**DOCUMENT**
— Start —

An ironic choice for Vice President

An ironic choice for Vice President

Joe Biden has picked California Senator Kamala Harris as his running-mate. That’s curious, because Kamala Harris effectively said Joe Biden is guilty of misconduct — by saying she believed the women who accused him of it. At a presidential campaign stop in Nevada, she told reporters, “I believe them, and I respect them being able to tell their story and having the courage to do it.”

If you were a presidential candidate, would you pick someone who believed allegations against you? Probably not, unless the allegations were true.

Harris also said that if she were elected President, she would issue an executive order imposing gun control if Congress failed to pass gun control in her first 100 days in office. That would be unconstitutional, because Article I of the Constitution vests legislative power in Congress, not the president. The president is supposed to enforce laws passed by Congress, not rule by decree. Only dictators rule by decree.

Will this presidential election be the most important in American history?

In 2019 Harris was the leftmost member of the U.S. Senate, even further to the left politically than Bernie Sanders in her voting record. That’s according to the legislative history web site GovTrack.

Harris supports reparations. As Newsweek notes, “Democratic presidential candidate Joe Biden said” in June that “he was in favor of paying slavery reparations to African Americans and Native Americans if studies found direct cash payments to be a viable option.”

— End —

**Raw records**
— Start —

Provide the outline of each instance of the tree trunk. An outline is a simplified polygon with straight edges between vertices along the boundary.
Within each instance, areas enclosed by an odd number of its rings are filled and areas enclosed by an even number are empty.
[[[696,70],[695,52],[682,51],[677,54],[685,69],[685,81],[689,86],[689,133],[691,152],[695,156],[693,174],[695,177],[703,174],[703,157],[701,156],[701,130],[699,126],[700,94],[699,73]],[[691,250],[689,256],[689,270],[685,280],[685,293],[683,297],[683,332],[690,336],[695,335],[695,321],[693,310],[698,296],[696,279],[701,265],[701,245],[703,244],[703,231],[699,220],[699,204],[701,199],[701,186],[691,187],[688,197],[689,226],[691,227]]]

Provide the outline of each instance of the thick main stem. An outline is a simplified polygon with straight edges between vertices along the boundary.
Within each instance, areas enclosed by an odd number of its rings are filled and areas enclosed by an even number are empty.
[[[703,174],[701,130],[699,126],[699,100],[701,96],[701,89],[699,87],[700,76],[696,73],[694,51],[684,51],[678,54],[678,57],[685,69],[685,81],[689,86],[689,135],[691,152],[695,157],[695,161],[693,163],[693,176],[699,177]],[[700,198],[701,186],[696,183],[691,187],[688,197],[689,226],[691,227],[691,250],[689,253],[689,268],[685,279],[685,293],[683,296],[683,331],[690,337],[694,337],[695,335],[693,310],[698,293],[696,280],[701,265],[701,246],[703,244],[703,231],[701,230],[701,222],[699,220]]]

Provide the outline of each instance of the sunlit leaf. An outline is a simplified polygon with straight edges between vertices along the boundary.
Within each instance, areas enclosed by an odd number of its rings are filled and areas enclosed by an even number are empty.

— End —

**REQUIREMENTS**
A. Which people are named in the article on Biden's running-mate pick?
B. Transcribe the stretch of the article on Biden's running-mate pick from "If you were" through "dictators rule by decree.", word for word.

**RESULTS OF THE EXERCISE**
A. Joe Biden, Kamala Harris, Bernie Sanders

B.
If you were a presidential candidate, would you pick someone who believed allegations against you? Probably not, unless the allegations were true.

Harris also said that if she were elected President, she would issue an executive order imposing gun control if Congress failed to pass gun control in her first 100 days in office. That would be unconstitutional, because Article I of the Constitution vests legislative power in Congress, not the president. The president is supposed to enforce laws passed by Congress, not rule by decree. Only dictators rule by decree.